SUPPLIED DATA >>

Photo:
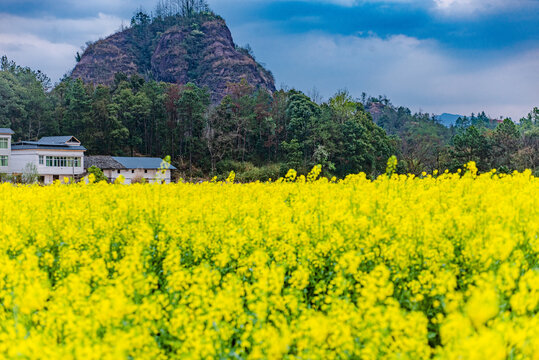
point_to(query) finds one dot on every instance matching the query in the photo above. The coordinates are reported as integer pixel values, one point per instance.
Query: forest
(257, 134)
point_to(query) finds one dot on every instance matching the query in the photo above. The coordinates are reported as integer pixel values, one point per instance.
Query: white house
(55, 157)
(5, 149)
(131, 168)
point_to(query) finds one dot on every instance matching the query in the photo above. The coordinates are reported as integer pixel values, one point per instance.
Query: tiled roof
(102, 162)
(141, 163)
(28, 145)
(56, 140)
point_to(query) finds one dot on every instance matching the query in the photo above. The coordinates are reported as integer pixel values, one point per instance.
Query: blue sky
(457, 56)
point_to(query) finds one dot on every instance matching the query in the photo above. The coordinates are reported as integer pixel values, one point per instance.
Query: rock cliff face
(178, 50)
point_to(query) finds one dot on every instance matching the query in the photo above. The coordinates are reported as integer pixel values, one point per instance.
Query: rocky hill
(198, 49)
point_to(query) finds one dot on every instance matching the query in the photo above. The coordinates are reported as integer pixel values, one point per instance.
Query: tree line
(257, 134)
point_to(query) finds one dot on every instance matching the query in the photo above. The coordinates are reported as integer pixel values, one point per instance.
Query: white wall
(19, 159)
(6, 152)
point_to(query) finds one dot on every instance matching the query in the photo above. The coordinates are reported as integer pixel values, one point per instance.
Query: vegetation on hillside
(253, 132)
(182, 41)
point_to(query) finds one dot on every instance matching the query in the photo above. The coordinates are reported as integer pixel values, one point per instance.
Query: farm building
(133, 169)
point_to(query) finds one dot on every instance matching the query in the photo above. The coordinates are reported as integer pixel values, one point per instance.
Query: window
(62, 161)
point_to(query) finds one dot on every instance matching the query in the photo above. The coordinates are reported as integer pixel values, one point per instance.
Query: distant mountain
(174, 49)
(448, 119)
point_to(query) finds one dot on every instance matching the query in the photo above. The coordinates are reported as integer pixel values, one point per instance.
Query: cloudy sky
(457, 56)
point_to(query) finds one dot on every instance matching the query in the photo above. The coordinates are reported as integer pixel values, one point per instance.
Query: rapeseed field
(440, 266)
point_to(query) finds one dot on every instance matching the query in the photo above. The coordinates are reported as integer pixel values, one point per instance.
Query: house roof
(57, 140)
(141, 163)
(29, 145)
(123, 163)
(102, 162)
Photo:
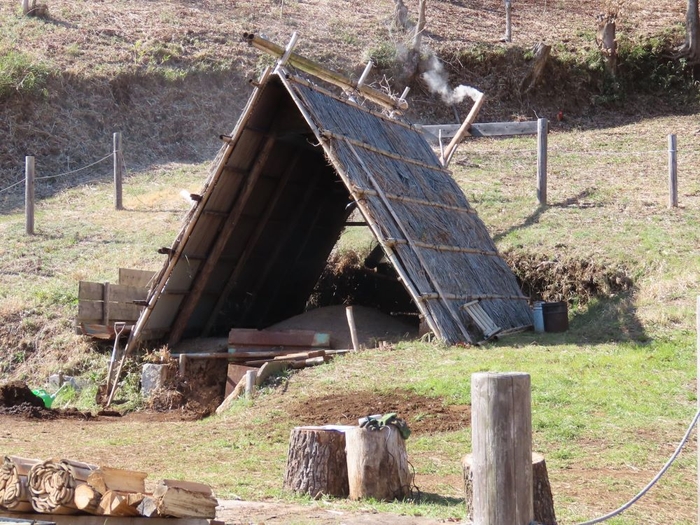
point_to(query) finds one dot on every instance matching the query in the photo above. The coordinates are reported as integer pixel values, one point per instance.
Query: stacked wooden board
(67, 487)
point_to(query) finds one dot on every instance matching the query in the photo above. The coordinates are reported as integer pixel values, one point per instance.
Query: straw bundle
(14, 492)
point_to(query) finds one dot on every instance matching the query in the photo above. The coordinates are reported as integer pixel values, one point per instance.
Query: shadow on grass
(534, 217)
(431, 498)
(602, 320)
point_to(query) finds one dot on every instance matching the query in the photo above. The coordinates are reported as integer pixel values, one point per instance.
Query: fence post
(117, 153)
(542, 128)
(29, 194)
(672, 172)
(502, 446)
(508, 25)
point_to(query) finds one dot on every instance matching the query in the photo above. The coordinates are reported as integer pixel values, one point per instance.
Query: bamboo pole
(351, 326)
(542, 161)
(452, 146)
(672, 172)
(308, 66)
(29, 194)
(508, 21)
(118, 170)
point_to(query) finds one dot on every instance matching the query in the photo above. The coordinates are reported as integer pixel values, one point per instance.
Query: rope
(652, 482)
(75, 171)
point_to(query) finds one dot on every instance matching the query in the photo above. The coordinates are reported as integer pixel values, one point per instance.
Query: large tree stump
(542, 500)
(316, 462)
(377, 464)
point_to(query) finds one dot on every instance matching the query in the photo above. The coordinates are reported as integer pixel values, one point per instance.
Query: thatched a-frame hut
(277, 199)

TASK GOAL >> Verbatim copy, images excluded: transcribe all the entries above.

REPLY TO THE TASK >>
Photo:
point_to(query) finds one dot on every instance matching the query in the photo above. The coordinates are reported as integer pixel values, one point per instance.
Query: forest
(257, 134)
point_to(query) finds one dot on every instance matching the query in the photo above. The coordinates are reported as integer pixel values, one point per instance.
Query: white house
(55, 157)
(5, 149)
(131, 168)
point_to(query) finds one dot on every instance matching the query in the photo above. The coordinates are reported as integer pixel values, one point per instance.
Query: tiled roof
(102, 162)
(141, 163)
(28, 145)
(56, 140)
point_to(query) finds one dot on every instance matching the query in the photo above. The coordinates are reported as integer pixel values, one point per instance.
Query: blue sky
(457, 56)
point_to(query) finds one dot on every instance matching the query in the photo above. The coordinates are reported as integer pixel values, one point per instance.
Query: rock cliff face
(178, 50)
point_to(query) finds one dot on every instance matching the query in the photo above. The coordinates are reported as integer pixel values, one point per instance.
Query: rocky hill
(198, 49)
point_to(query) finds one dot on every instance matching the query in the photo above. The coordinates are reported as integer pixel values, one point per instance.
Query: tree line
(257, 134)
point_to(query) finds one dot on every instance matching the query in the photo above. The coordinates are reported as integer pixel values, one point per instance.
Query: white wall
(19, 159)
(6, 152)
point_to(query) finds one dot on every instance matching the query in the photo above. The coordinates are reported as integer pixel values, one point per instance.
Query: vegetation on hillside
(253, 132)
(182, 41)
point_to(query) finds one dot on every instance matching the query in the photo above. The coordinates are reported as integer pixel values, one point per instance.
Query: farm building
(133, 169)
point_to(query) finds one dot on every instance matching the query in the photo above. The coordinates are reported as integer pixel values, one point per instance.
Query: window
(62, 161)
point_to(query) finds one dot on every instance matching the query in the photo above. The coordinates are reported as integer pixel values, one point per instance.
Query: distant mountain
(174, 49)
(448, 119)
point_to(query) finds one dot on every instance matching the query in the photo above. The coordinates are reported as integer pixel values, one point per instance.
Query: cloudy sky
(457, 56)
point_to(query) finds one dot on every instance matching the query in the photo above. The coordinates are reported as integer pixel values, one point per instance.
Query: rapeseed field
(440, 266)
point_to(query) finds one dot on every instance matching the query in the photo above. The coordinates are reported as integer pixel values, one point per instance.
Query: house roof
(57, 140)
(141, 163)
(29, 145)
(123, 163)
(102, 162)
Photo:
point_to(query) finds one dot on every instance matching the query in the photo above. The coordinates are reported as integer pixel values, one point per instance.
Query: stacked wooden board
(67, 487)
point_to(query) finds one dot on every instance matching the query in the photo above. The coordinates are reported as integer pixel values, one point per instance.
Query: straw bundle
(14, 492)
point_to(query) finds one dot on every instance matching the query in the photo above. The coordinates are reported as integer pixel values, one point per instance.
Query: shadow on grass
(534, 217)
(431, 498)
(602, 320)
point_to(query) finds one dot on every instance matching the query in the photo above. The coordinates are reported as integer pixel values, one point per instance.
Query: fence post
(117, 153)
(542, 128)
(29, 194)
(672, 172)
(502, 446)
(508, 25)
point_to(query) finds one dot on every instance matching the query in the photo above. The coordinates are reported as integer pixel values, one point per instance.
Query: bamboo pole
(351, 326)
(542, 161)
(452, 146)
(672, 172)
(308, 66)
(29, 194)
(508, 21)
(118, 170)
point_to(query) finds one dot on every instance matching the query in the photo above. The coordinates are reported as integer pixel values, one point per instance.
Query: rope
(652, 482)
(75, 171)
point_to(query) finds one dot on every instance matching the query in the photo above. The coordinates are reported as integer pixel values, one point per instance.
Query: large tree stump
(542, 500)
(316, 462)
(377, 464)
point_to(query) finds one dot on every instance matching the query in the photo above. The coordinates are reported as integer pixel values, one point per instance.
Query: thatched a-frame hut
(277, 199)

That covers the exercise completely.